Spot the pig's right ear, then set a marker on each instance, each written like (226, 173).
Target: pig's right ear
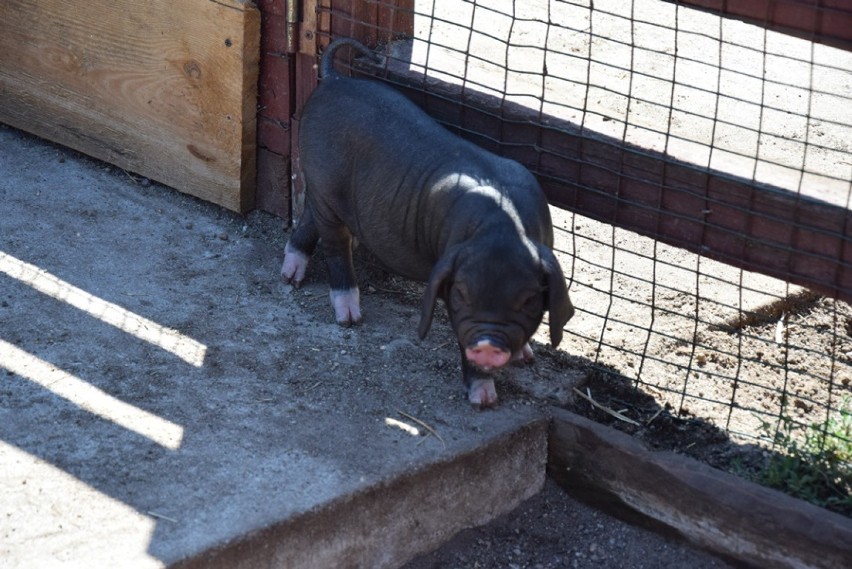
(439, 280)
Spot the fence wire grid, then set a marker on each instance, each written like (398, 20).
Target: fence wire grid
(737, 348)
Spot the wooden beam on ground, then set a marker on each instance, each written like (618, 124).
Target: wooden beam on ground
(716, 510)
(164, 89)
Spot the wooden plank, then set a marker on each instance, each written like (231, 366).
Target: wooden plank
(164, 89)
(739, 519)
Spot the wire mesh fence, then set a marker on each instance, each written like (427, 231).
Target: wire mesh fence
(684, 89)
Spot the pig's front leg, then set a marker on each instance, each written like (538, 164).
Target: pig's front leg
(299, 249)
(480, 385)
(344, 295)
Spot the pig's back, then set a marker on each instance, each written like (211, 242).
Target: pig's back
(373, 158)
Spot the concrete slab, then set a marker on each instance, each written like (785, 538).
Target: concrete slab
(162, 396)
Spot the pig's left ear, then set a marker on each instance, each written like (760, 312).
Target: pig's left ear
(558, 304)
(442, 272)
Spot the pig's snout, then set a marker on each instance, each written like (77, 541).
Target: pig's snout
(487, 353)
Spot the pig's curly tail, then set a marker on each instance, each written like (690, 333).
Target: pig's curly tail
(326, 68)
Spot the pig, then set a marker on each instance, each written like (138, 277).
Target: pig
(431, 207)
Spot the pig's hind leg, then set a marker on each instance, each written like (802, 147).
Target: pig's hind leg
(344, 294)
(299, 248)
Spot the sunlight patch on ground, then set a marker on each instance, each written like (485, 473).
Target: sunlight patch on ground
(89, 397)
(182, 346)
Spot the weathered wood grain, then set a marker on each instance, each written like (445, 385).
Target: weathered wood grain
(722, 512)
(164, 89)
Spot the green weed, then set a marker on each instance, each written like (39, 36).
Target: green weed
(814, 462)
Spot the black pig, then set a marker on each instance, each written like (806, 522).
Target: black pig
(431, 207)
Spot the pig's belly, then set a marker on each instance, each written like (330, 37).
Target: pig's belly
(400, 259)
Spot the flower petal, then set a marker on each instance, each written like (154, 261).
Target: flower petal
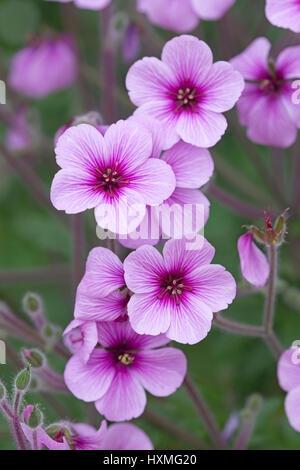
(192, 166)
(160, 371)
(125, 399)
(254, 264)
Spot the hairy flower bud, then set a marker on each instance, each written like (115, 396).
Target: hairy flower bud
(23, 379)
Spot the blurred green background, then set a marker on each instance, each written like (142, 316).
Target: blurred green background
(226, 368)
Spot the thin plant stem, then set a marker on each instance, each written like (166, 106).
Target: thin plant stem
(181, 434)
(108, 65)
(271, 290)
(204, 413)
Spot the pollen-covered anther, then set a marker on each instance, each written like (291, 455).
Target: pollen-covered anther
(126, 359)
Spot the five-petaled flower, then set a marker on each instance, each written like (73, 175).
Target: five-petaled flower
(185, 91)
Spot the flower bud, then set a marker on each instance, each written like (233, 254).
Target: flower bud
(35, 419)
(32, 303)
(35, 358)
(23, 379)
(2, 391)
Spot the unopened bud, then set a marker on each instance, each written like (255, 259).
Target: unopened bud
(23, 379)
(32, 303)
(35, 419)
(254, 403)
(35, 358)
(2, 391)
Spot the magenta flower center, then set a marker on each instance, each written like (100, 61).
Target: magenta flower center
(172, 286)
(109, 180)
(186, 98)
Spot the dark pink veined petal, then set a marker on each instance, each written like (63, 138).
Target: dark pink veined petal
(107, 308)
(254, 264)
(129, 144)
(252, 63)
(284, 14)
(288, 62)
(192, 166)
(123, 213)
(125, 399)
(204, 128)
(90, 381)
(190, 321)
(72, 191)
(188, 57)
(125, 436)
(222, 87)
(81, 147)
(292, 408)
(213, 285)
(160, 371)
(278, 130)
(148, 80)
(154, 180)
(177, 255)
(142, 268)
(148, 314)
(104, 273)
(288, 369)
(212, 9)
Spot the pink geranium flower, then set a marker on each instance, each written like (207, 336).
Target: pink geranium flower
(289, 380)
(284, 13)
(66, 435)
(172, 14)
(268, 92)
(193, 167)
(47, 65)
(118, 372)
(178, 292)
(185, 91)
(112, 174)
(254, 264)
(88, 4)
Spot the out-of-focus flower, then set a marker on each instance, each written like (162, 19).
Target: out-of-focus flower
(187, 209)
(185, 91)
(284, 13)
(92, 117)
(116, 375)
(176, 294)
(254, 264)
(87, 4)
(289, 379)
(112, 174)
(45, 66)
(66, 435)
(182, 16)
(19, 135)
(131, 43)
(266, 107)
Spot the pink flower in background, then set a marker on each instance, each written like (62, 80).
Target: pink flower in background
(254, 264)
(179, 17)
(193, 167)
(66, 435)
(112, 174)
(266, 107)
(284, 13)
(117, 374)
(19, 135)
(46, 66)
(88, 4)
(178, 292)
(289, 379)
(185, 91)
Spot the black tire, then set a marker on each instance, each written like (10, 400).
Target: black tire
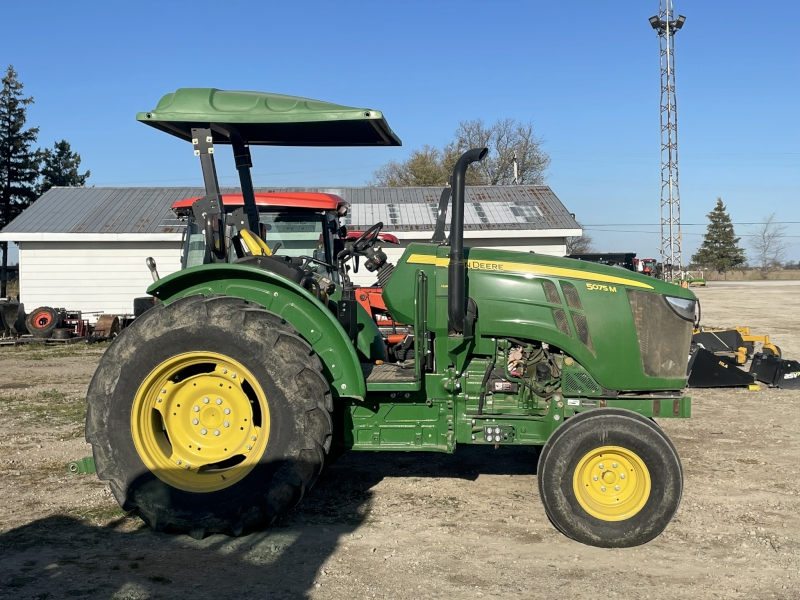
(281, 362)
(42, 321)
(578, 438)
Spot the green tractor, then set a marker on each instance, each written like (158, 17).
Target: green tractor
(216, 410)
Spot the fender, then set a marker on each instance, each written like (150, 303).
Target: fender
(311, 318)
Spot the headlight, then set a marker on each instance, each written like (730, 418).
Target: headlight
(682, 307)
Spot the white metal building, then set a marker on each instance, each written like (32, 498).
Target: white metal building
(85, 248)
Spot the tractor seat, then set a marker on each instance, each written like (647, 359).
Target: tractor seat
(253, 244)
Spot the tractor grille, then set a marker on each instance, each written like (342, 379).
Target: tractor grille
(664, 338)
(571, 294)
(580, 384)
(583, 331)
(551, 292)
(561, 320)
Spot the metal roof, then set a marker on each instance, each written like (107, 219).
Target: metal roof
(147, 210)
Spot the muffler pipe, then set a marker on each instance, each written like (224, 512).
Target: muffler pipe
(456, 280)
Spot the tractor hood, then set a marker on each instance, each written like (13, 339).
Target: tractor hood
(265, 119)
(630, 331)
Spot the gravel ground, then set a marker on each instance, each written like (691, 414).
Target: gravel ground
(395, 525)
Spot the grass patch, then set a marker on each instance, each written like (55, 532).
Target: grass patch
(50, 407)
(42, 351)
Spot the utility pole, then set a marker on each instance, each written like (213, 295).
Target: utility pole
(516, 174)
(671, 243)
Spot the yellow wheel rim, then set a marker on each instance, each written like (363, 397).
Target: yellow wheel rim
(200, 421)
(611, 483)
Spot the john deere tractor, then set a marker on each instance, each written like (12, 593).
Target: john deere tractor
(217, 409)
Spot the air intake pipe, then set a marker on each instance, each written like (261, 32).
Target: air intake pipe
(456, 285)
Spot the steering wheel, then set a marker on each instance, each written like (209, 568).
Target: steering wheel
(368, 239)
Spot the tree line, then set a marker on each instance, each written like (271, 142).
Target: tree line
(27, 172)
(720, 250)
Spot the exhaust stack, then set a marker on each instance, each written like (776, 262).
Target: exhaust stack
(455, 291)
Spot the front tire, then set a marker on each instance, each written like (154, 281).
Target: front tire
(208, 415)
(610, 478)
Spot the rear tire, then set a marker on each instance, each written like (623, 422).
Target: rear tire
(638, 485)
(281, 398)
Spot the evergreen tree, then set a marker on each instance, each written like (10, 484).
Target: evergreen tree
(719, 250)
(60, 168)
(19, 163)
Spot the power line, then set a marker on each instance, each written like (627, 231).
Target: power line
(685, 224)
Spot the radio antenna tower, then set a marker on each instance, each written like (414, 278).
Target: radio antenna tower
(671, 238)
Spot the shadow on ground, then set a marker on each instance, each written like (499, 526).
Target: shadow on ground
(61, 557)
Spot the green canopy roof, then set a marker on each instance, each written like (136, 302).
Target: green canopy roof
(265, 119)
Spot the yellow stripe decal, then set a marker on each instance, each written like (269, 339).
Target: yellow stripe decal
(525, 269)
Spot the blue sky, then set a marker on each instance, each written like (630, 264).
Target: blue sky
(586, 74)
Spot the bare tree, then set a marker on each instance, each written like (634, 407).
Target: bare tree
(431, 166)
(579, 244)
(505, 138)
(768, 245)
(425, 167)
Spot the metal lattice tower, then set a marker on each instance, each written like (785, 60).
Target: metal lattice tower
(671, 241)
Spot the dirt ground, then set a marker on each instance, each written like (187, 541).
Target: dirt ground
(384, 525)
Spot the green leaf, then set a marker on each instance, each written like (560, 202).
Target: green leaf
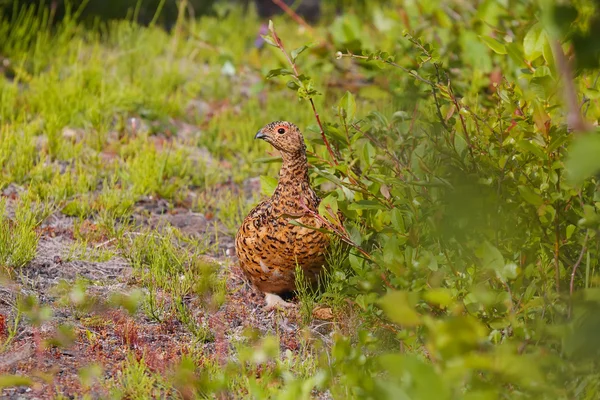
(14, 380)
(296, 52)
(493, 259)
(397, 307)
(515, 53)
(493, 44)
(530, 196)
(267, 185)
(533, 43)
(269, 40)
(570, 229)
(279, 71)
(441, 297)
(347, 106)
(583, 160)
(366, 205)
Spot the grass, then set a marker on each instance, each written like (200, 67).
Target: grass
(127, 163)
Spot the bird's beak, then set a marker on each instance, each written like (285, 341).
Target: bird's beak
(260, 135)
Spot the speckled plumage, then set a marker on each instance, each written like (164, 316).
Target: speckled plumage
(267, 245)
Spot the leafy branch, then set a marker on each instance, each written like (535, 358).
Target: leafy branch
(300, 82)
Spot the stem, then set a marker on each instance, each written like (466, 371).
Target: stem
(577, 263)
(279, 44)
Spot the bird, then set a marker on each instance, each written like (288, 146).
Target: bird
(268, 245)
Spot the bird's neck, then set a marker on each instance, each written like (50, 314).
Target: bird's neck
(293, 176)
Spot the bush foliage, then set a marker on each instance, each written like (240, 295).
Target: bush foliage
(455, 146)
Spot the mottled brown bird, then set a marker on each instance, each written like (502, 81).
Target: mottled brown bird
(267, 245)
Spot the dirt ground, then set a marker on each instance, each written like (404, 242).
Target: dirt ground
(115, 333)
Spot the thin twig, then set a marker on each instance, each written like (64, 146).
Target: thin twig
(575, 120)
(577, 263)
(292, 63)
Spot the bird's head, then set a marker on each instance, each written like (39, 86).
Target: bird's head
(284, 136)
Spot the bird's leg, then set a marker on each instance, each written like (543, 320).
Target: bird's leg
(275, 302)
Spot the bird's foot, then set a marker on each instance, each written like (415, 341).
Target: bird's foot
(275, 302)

-.-.-

All lines above from the one with "Target: weathered wood grain" to the one with "Spot the flower petal, then", inclusive, should be copied exactly, and no other lines.

Task solution —
Target: weathered wood grain
(722, 512)
(164, 89)
Spot the green weed, then set a marker on each instance, each written like (39, 36).
Target: green weed
(814, 462)
Spot the black pig, then set a marker on each instance, each written like (806, 522).
Target: black pig
(431, 207)
Spot the pig's belly, then set a marker on each instance, each written like (330, 37).
Target: pig's belly
(400, 259)
Spot the flower petal, then set a marker on each instance, each written like (154, 261).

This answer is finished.